ENUNCIADO:
Responda com base no trecho sobre adaptações de livros para o cinema:
1. Em que ano foi publicado o livro que inspirou o filme "Ben-Hur"?
2. Quem dirigiu a versão de "Ben-Hur" lançada em 1959?
3. Quantas páginas tem, no máximo, o conto de Karen Blixen que deu origem a "A Festa de Babette"?

═════ TRECHO ═════

Desde que o cinema foi inventado, no final do século 19, a literatura tem proporcionado temas para os filmes, e, provavelmente, desde aquela época existiram reclamações dos espectadores em relação às diferenças entre o livro e o filme – obviamente, afirmando que o livro era melhor.
Essa reclamação não se restringe ao universo dos livros. Como o cinema busca inspiração em muitas fontes, todas essas, sejam os quadrinhos, os videogames, biografias ou fatos históricos, todos reclamam da falta de fidelidade ao original.
Essas reclamações tem razão de ser, e, ao mesmo tempo, não. A verdade é que, ao se transpor uma obra para o cinema, o que chega às telas é outra obra, criada por outros profissionais, com outros enfoques, direcionada para um determinado público, e, o mais importante, utilizando elementos da linguagem cinematográfica.
Imaginemos, por exemplo, o filme “Ben-Hur”. O livro que inspirou o filme foi publicado em 1880, pelo general Lee Wallace, um veterano da Guerra Civil, que escreveu uma história sobre um herói judeu ficcional contemporâneo a Jesus Cristo. O livro com o título "Judah, uma história de Cristo" vendeu milhões de exemplares em todo o mundo.
A primeira versão não literária foi nos palcos de teatro em 1889, chegando a seis mil apresentações na Broadway, com o requinte de várias bigas puxadas a cavalo em pleno teatro.
Em 1907, a história foi levada ao cinema, então uma jovem indústria, num filme mudo, com um tempo total de quinze minutos, a duração de um rolo, que era o padrão da época. Em 1925 foi feita uma nova versão, que teve a coprodução da Metro-Goldwyn-Mayer. Ainda mudo e colorizado artificialmente em duas cores, o filme foi uma superprodução na época, chegando à incrível soma de quatro milhões de dólares.
Em 1959, chegou às telas a versão mais conhecida de Ben-Hur. Dirigida por William Wyler e tendo Charlton Heston no papel-título, foi uma das produções mais caras de toda a história do cinema.
Os best-sellers sempre foram temas para os filmes, fosse “Guerra e Paz”, de Leon Tolstoy, que teve Audrey Hepburn e Henry Fonda nos papéis principais, ou “Dr. Jivago”, de Boris Pasternak, que foi levado às telas por David Lean, com Omar Shariff e Julie Christie.
É curioso como o tamanho do livro original não se reflete obrigatoriamente no do filme, um produto que deverá ter entre uma hora e meia e duas horas de duração.
A saga “Senhor dos Anéis”, mesmo rendendo três filmes com três horas de duração – quatro na versão estendida – ainda despertou reclamação dos leitores. Já o livro “O Hobbit”, do mesmo Tolkien, com pouco mais de trezentas páginas, foi transformado em uma trilogia cinematográfica igualmente gigante.
Dois exemplos contrastantes são o filme “Papillon”, estrelado por Steve McQueen em 1973, baseado no livro autobiográfico de Henri Charrière, que cobre apenas o terço inicial do livro. O inverso ocorre com “A Festa de Babette”, uma bela produção dinamarquesa de 1987, que é baseada em um conto de Karen Blixen que não tem mais do que doze páginas!

═════ REGISTROS DE DADOS ═════

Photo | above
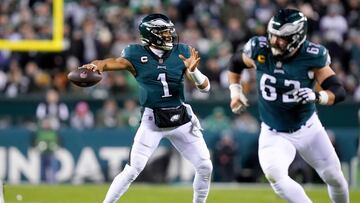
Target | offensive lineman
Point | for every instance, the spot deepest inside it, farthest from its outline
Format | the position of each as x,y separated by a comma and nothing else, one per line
159,67
287,66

═════

RESOLUÇÃO DO EXERCÍCIO:
1. Em 1880.
2. William Wyler.
3. Doze páginas.